* _Exercise details_:
Answer these from the forum thread on replacing a fan/limit switch:
1. On the Honeywell control, where does the black wire go?
2. What model of furnace does Cysnake own?
3. What should be done with the breakable jumper?

# Fan / limiter switch replacement



## REP (Jul 24, 2011)

That is what GE (Trane) would have given you 30 years ago when they stopped making that unique F&L control.
The Honeywell will be the opposite I.E. the black wire will go on the bottom.I'm not sure about the red and yellow wire.I think the red is fan and the yellow is limit but I am not certain its been a long time.Just follow the wiring diagram on the furnace pannel and it will show you what is what.


----------



## ben's plumbing (Oct 6, 2011)

Cysnake said:


> What a wealth of knowlege on this site! :thumbsup: I was hoping someone could give me a little advice. I have an old GE oil furnace model 21 that I have been pampering every year until i can afford to replace the system.
> 
> 
> 
> ...


 yes it should work... wiring changes I think not sure just look at diagram with unit it will tell you..:yes::yes:


----------



## how (Feb 26, 2011)

Your black wire on your old control is the power supply for new honeywell fan/limit control. The color coding for your fan & limit controls suprises me. If you are sure which is which then the honey well control is marked with fan & limit for the two connections furthest from where the lines enter the control.. Leave the breakable jumper in place. 
If you are not absolutely sure which is the fan line and which is the limit line .......Follow your red & yellow line from your old fan/limit control to the next junction box that the jacketed cable goes to. The limit will go to the burner or to power the transformer while the fan line will go to the blower.

* _Data excerpts_:
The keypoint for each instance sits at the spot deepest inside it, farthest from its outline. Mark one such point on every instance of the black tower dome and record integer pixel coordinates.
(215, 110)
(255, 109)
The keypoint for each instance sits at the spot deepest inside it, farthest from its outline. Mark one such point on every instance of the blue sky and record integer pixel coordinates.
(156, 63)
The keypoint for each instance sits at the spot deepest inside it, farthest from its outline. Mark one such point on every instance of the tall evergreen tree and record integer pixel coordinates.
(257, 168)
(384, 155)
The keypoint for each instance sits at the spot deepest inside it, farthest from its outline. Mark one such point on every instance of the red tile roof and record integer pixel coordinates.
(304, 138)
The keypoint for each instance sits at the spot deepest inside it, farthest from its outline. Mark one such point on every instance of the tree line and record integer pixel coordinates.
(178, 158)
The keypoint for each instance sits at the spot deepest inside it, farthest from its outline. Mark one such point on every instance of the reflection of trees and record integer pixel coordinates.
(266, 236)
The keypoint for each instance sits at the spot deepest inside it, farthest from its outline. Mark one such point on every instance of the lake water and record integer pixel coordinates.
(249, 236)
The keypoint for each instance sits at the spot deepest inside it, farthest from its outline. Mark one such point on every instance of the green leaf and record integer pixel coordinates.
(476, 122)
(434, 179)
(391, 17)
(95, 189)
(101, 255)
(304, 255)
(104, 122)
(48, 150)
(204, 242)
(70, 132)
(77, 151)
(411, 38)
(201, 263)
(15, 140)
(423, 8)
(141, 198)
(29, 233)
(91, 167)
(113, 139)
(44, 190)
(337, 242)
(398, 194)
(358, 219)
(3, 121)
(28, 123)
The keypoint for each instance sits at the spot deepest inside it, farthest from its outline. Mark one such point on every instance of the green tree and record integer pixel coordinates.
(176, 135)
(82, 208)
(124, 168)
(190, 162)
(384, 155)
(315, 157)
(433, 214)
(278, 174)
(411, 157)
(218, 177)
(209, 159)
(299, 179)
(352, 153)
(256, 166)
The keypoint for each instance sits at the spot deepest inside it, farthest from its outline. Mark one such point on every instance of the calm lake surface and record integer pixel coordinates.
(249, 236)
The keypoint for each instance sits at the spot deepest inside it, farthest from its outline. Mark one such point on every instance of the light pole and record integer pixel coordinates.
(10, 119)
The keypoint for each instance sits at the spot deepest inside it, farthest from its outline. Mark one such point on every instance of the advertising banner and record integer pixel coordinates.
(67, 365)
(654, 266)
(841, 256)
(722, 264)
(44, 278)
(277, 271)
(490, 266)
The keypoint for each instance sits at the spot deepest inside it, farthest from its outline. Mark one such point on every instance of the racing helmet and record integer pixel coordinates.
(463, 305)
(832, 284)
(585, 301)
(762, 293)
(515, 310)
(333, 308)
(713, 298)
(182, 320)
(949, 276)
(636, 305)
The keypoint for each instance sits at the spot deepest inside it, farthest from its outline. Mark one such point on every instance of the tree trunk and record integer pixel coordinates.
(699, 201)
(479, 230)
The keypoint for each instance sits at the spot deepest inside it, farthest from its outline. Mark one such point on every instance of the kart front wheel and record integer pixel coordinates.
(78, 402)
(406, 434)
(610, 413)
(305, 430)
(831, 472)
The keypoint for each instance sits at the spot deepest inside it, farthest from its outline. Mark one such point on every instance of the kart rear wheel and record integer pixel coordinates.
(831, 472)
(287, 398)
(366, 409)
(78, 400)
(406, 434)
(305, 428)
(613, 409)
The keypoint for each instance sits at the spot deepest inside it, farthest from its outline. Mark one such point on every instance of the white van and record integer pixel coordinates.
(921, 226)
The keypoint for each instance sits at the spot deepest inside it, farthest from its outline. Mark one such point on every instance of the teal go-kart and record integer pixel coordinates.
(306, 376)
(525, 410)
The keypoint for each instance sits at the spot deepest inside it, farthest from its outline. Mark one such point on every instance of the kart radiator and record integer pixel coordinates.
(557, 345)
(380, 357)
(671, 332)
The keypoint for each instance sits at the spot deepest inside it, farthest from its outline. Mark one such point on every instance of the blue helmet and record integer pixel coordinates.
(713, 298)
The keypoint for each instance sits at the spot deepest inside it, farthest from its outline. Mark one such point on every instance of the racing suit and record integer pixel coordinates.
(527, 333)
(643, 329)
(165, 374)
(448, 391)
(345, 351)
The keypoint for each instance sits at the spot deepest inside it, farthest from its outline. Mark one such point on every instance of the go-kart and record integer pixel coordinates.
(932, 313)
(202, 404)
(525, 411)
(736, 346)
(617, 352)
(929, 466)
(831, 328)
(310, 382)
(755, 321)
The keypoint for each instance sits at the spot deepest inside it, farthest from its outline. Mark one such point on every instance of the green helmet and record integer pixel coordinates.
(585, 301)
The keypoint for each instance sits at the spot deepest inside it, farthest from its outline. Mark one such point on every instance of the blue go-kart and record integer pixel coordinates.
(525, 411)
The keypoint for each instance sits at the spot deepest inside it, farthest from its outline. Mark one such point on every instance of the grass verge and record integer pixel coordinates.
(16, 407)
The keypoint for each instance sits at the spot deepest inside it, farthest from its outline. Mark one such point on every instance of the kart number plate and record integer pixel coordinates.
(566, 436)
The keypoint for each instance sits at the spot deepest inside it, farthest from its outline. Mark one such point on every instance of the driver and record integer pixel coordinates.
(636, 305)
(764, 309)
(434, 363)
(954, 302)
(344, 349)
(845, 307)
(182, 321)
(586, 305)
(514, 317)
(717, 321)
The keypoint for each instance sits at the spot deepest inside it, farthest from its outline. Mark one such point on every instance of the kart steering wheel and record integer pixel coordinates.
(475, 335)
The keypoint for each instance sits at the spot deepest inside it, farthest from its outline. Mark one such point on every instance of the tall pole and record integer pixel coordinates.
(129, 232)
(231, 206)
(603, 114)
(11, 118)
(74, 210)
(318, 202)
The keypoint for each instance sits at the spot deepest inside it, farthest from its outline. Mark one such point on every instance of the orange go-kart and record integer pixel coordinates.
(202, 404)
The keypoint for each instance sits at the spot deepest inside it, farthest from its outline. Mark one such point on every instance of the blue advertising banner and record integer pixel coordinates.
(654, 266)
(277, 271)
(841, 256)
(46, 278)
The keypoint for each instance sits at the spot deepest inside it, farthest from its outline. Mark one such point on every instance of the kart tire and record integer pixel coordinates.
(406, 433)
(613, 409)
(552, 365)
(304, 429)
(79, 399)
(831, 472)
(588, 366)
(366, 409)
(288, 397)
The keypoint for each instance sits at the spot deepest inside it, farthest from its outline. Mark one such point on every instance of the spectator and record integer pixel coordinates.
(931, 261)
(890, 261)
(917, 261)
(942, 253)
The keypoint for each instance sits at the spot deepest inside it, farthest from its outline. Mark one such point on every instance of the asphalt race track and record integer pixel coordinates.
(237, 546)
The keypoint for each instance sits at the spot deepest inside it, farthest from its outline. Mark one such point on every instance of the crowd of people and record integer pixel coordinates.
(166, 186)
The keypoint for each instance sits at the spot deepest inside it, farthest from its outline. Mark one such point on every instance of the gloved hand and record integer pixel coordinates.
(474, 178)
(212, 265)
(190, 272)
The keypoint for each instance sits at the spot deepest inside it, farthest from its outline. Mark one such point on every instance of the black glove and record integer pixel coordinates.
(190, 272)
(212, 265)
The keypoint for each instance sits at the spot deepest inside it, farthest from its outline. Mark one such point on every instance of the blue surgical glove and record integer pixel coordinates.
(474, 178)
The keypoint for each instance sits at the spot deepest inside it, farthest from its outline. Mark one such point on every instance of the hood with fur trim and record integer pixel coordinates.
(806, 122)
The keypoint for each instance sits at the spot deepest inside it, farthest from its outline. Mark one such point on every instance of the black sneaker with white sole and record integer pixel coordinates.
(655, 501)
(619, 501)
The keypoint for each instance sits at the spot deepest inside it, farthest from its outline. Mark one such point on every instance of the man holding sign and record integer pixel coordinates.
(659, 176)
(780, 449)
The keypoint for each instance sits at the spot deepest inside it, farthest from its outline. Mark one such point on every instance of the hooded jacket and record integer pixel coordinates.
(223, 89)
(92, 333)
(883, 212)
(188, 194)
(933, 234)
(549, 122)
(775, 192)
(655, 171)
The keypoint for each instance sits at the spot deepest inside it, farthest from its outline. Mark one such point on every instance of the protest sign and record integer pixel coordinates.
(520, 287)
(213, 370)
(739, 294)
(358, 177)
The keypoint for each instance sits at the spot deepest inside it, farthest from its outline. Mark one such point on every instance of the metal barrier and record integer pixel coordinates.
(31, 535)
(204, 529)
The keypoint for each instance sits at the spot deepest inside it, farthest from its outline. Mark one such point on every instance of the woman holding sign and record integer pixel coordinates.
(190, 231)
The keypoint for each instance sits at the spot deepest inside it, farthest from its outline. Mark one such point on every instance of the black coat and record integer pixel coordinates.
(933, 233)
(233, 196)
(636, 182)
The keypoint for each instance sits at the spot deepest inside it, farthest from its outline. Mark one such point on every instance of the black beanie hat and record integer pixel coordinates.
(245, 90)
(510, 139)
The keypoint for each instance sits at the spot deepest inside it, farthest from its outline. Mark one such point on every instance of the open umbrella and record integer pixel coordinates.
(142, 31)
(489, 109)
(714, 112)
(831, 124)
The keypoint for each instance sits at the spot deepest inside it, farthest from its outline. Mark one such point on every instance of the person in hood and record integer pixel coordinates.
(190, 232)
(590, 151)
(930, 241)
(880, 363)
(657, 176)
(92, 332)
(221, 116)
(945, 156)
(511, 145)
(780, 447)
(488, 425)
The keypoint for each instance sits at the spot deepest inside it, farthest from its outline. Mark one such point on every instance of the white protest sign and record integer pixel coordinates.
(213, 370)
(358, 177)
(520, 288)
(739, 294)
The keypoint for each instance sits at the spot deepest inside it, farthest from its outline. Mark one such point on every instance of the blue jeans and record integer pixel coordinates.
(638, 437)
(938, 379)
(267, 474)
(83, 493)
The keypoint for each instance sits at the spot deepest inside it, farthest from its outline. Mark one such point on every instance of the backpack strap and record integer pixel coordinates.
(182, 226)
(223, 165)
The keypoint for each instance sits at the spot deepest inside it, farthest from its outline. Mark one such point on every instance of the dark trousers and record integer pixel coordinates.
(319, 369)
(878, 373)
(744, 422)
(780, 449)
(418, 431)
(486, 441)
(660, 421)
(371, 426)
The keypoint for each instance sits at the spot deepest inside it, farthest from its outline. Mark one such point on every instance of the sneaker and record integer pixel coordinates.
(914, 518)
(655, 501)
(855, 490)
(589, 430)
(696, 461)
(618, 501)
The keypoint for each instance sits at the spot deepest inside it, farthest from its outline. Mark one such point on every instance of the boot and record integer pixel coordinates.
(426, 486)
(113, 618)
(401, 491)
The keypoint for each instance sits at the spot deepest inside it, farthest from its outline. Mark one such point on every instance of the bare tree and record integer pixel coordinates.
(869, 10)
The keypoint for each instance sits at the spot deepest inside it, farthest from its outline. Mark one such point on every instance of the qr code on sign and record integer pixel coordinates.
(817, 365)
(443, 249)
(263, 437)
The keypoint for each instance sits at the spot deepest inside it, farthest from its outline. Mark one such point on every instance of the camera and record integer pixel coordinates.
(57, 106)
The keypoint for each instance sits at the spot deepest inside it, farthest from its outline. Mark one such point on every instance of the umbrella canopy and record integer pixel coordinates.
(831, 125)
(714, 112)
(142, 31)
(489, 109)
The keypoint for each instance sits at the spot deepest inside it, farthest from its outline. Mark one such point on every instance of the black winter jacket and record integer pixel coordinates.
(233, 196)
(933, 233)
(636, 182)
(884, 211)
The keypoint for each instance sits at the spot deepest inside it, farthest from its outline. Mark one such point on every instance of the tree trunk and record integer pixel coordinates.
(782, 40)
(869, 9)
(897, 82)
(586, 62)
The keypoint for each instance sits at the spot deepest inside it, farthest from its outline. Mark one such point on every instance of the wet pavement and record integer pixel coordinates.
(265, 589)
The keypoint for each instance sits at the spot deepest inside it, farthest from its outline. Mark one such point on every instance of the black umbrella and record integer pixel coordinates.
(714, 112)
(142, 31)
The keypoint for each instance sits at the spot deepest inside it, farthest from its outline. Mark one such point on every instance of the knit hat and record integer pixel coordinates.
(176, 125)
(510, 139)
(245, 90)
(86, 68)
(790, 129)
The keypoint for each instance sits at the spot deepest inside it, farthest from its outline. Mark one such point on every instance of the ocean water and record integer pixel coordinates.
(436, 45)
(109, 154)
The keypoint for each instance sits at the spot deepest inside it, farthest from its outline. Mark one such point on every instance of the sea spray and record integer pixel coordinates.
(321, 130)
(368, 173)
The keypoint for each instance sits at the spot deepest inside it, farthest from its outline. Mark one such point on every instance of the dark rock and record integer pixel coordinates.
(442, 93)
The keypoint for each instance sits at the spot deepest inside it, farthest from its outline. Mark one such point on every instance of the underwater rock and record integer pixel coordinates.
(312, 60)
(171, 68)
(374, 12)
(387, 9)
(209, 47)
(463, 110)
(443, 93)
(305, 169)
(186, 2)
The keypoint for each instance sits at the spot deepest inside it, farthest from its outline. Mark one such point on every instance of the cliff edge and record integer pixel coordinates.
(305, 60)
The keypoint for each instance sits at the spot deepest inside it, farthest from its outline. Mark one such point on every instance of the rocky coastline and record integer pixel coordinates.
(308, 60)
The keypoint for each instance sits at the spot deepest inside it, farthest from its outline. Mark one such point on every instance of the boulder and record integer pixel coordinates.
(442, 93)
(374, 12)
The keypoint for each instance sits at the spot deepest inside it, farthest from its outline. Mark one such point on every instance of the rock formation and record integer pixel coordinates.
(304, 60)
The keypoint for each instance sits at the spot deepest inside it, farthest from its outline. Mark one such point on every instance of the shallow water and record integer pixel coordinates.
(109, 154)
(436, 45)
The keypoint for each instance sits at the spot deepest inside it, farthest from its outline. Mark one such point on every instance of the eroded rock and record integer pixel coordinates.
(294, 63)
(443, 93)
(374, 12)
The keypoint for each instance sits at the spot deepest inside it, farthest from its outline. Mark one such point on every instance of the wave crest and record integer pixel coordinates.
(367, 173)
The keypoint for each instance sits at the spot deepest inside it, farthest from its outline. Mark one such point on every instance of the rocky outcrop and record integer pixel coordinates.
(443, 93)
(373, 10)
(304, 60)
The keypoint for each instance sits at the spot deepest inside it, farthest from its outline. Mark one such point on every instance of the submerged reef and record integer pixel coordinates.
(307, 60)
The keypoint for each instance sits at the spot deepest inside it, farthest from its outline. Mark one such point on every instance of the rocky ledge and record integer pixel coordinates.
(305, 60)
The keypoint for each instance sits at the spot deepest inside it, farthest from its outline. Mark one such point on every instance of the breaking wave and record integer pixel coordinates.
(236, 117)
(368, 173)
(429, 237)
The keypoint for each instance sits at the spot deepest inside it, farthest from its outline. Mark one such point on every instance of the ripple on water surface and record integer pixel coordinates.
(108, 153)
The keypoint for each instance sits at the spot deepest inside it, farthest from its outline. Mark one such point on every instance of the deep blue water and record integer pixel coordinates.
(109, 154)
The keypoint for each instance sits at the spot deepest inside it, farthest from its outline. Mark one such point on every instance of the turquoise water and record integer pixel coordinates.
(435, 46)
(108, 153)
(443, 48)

* _Exercise answer_:
1. On the bottom.
2. An old GE oil furnace, model 21.
3. Leave it in place.